- [What this task involves] Lay out every line of the entries below as a Markdown table with the columns "Row" and "Line," numbering the rows and skipping blank lines. Leave the pictures out.

* Start Extracted records *

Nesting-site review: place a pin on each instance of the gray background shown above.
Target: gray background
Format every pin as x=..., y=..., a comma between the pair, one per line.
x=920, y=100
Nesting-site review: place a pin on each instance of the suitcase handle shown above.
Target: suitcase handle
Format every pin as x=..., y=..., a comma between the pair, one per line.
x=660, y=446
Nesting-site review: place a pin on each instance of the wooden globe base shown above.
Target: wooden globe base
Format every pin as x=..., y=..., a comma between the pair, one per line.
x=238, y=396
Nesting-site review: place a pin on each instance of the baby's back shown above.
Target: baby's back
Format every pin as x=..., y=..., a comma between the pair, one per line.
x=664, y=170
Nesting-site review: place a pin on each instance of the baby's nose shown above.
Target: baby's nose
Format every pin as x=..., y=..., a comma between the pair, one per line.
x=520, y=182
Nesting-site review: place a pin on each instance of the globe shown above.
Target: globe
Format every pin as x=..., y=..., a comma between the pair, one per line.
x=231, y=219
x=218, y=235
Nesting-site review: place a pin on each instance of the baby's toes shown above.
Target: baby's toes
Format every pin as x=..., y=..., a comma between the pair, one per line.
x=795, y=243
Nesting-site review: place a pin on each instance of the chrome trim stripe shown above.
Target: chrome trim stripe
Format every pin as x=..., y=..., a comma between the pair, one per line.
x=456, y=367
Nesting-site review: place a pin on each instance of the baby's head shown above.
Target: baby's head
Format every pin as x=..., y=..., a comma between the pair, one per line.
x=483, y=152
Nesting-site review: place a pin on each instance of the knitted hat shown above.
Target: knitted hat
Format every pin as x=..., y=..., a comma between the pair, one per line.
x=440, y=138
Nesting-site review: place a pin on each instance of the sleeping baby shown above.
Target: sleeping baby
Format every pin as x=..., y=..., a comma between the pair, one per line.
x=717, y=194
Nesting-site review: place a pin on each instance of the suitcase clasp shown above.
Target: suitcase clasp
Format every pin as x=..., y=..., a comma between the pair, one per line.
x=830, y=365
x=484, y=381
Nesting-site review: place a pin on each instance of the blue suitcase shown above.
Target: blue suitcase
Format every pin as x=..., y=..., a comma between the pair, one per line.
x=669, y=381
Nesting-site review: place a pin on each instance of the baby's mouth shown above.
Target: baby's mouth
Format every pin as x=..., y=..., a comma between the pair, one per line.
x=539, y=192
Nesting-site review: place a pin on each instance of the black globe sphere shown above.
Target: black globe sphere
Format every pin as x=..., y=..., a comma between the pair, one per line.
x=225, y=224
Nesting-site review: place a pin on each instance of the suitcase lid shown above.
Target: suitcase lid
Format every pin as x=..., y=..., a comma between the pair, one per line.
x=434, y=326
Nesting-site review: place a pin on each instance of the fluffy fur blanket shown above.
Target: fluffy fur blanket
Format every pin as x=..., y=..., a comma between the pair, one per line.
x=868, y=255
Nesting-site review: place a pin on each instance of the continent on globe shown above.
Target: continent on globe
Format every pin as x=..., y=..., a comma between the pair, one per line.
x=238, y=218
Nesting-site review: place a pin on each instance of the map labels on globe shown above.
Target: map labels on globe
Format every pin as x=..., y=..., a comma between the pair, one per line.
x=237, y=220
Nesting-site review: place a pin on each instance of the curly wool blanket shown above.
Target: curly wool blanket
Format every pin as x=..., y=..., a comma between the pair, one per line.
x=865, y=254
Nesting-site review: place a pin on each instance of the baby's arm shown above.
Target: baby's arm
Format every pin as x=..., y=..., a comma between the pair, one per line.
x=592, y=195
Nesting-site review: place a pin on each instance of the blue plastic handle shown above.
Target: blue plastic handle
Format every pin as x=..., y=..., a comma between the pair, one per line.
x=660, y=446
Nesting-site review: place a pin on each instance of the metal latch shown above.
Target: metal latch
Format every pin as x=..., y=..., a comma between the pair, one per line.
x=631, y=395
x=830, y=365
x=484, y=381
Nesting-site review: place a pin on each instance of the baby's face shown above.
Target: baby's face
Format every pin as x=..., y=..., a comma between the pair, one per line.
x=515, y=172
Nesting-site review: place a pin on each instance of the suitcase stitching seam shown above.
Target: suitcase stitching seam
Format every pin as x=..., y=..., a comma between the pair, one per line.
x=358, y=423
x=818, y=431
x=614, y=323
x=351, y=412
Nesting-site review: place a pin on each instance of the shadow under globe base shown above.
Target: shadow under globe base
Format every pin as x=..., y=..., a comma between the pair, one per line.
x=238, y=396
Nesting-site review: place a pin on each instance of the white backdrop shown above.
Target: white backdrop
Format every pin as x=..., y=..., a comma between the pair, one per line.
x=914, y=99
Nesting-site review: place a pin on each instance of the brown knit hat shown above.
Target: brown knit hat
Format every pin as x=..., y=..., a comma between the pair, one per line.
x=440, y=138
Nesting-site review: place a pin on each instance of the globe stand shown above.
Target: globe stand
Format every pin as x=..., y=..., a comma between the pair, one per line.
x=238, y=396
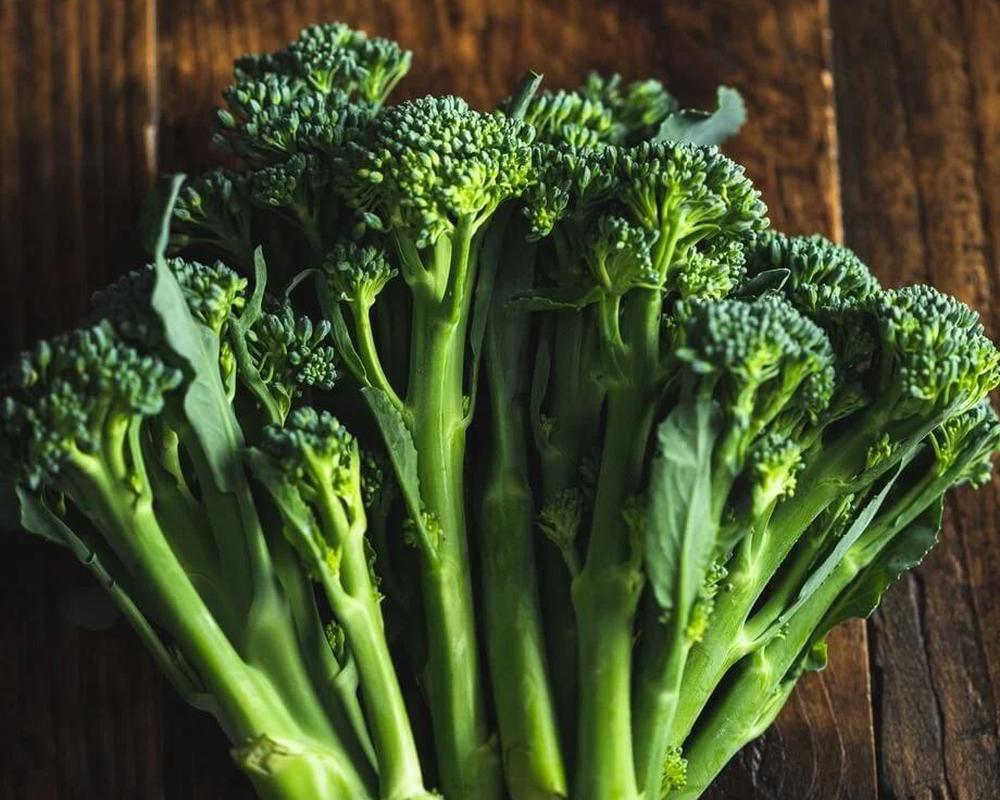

* End Extracted records *

- [Written solution]
| Row | Line |
|---|---|
| 1 | Nesting-site review: place a pin on each instance of the gray background shown above. |
| 2 | Target: gray background |
| 3 | Format every pin as x=..., y=..., a comma between the pair, one per line. |
| 4 | x=920, y=100 |
| 5 | Nesting-site review: place a pin on each instance of the suitcase handle shown above. |
| 6 | Target: suitcase handle |
| 7 | Format every pin as x=..., y=..., a comma between the pair, one per line. |
| 8 | x=660, y=446 |
| 9 | Nesting-site review: place a pin on each instance of the wooden globe base shown above. |
| 10 | Target: wooden globe base |
| 11 | Format every pin as x=..., y=..., a comma between the pair, one per line. |
| 12 | x=238, y=396 |
| 13 | Nesting-site review: place a pin on each instance of the baby's back shown above. |
| 14 | Target: baby's back |
| 15 | Format every pin as x=..., y=..., a comma between the pair, one per line. |
| 16 | x=664, y=170 |
| 17 | Nesting-site review: place a pin on each instance of the baby's nose shown above. |
| 18 | Target: baby's nose |
| 19 | Format every pin as x=..., y=..., a comma between the pair, one per line. |
| 20 | x=520, y=182 |
| 21 | Nesting-site review: place a pin on each instance of the globe shown above. |
| 22 | Target: globe |
| 23 | Format every pin as x=..., y=..., a comma between the pair, one per line. |
| 24 | x=231, y=219 |
| 25 | x=218, y=235 |
| 26 | Nesting-site review: place a pin on each instance of the baby's toes shown above. |
| 27 | Target: baby's toes |
| 28 | Format every pin as x=..., y=..., a comma between the pair, one per line. |
| 29 | x=795, y=243 |
| 30 | Nesting-site review: place a pin on each instance of the chrome trim stripe shown above. |
| 31 | Target: chrome trim stripe |
| 32 | Format every pin as x=..., y=..., a comma between the pair, one per line. |
| 33 | x=456, y=367 |
| 34 | Nesting-site review: place a pin on each instance of the baby's head shown above. |
| 35 | Target: baby's head |
| 36 | Format every pin as x=..., y=..., a comma between the pair, one per line. |
| 37 | x=483, y=152 |
| 38 | Nesting-site review: place a pin on each instance of the knitted hat shown above. |
| 39 | Target: knitted hat |
| 40 | Format every pin as x=..., y=..., a comma between the pair, one per line. |
| 41 | x=440, y=138 |
| 42 | Nesting-site review: place a pin on each instance of the sleeping baby shown above. |
| 43 | Target: sleeping baby |
| 44 | Format every pin as x=..., y=..., a comma between the pair, one per line. |
| 45 | x=717, y=194 |
| 46 | Nesting-site review: place a pin on each instance of the suitcase clasp shown above. |
| 47 | Target: suitcase clasp |
| 48 | Format every pin as x=..., y=..., a comma between the pair, one per line. |
| 49 | x=830, y=365 |
| 50 | x=484, y=381 |
| 51 | Nesting-site review: place a pin on each instance of the blue suitcase shown above. |
| 52 | Target: blue suitcase |
| 53 | Format every pin as x=..., y=..., a comma between the pair, one per line. |
| 54 | x=669, y=381 |
| 55 | Nesting-site review: place a pin on each instance of the baby's mouth shown above. |
| 56 | Target: baby's mouth |
| 57 | Format every pin as x=..., y=..., a comma between the pair, one per line. |
| 58 | x=539, y=192 |
| 59 | Nesting-site review: place a pin on each instance of the black globe sphere shown above. |
| 60 | Target: black globe sphere |
| 61 | Format every pin as x=..., y=..., a comma between the pair, one per line. |
| 62 | x=225, y=224 |
| 63 | Nesting-site review: place a pin on each instance of the suitcase lid shown above. |
| 64 | Target: suitcase lid |
| 65 | Format every pin as x=..., y=..., a comma between the pair, one per line. |
| 66 | x=434, y=326 |
| 67 | Nesting-site review: place a pin on each instance of the fluffy fur blanket shown above. |
| 68 | Target: fluffy fur blanket |
| 69 | Format every pin as x=..., y=..., a comma between the pair, one per line. |
| 70 | x=868, y=255 |
| 71 | Nesting-site review: place a pin on each instance of the continent on globe shown above. |
| 72 | Target: continent on globe |
| 73 | Format every pin as x=..., y=..., a comma between the pair, one per line. |
| 74 | x=238, y=218 |
| 75 | Nesting-site review: place a pin on each instance of the map labels on globe shown above. |
| 76 | Target: map labels on globe |
| 77 | Format every pin as x=..., y=..., a comma between the pair, one per line. |
| 78 | x=237, y=220 |
| 79 | Nesting-site review: place a pin on each instance of the curly wool blanket shown above. |
| 80 | Target: curly wool blanket |
| 81 | Format every pin as x=..., y=..., a comma between the pair, one per line. |
| 82 | x=865, y=254 |
| 83 | Nesting-site review: place a pin on each instance of the baby's arm shown above. |
| 84 | Target: baby's arm |
| 85 | Format every pin as x=..., y=..., a comma between the pair, one per line. |
| 86 | x=592, y=195 |
| 87 | Nesting-site review: place a pin on each instance of the blue plastic handle shown above. |
| 88 | Target: blue plastic handle |
| 89 | Format every pin as x=..., y=..., a comma between the pair, one per line. |
| 90 | x=660, y=446 |
| 91 | Nesting-site review: place a pin on each instance of the metal latch shown above. |
| 92 | Target: metal latch |
| 93 | Format every pin as x=..., y=..., a comma between the pair, one per line. |
| 94 | x=631, y=395 |
| 95 | x=830, y=365 |
| 96 | x=484, y=381 |
| 97 | Nesting-site review: place a pin on each instance of the baby's face shown above. |
| 98 | Target: baby's face |
| 99 | Format every pin as x=..., y=..., a comma between the pair, one per line. |
| 100 | x=515, y=172 |
| 101 | Nesting-site review: place a pin on each instance of the suitcase stitching seam shown above. |
| 102 | Target: suitcase stitching seam |
| 103 | Format every pin as x=..., y=..., a comma between the pair, one per line. |
| 104 | x=358, y=423 |
| 105 | x=818, y=431 |
| 106 | x=614, y=323 |
| 107 | x=351, y=412 |
| 108 | Nesting-site review: place a pin on each instance of the shadow under globe base shown above. |
| 109 | Target: shadow under globe base |
| 110 | Format every pin as x=..., y=..., a comma between the pair, one per line. |
| 111 | x=238, y=396 |
| 112 | Nesting-site review: place a pin on each instance of the white backdrop shown above. |
| 113 | Target: white backdrop |
| 114 | Format every pin as x=..., y=..., a comma between the pair, one per line. |
| 115 | x=914, y=99 |
| 116 | Nesting-site review: place a pin on each instance of the brown knit hat shown above. |
| 117 | Target: brown knit hat |
| 118 | Format every pin as x=..., y=..., a comma between the pair, one per line. |
| 119 | x=440, y=138 |
| 120 | Nesting-site review: place a pin on each instance of the globe stand shown above. |
| 121 | Target: globe stand |
| 122 | Format every pin as x=..., y=..., a comma between the pair, one per line. |
| 123 | x=238, y=396 |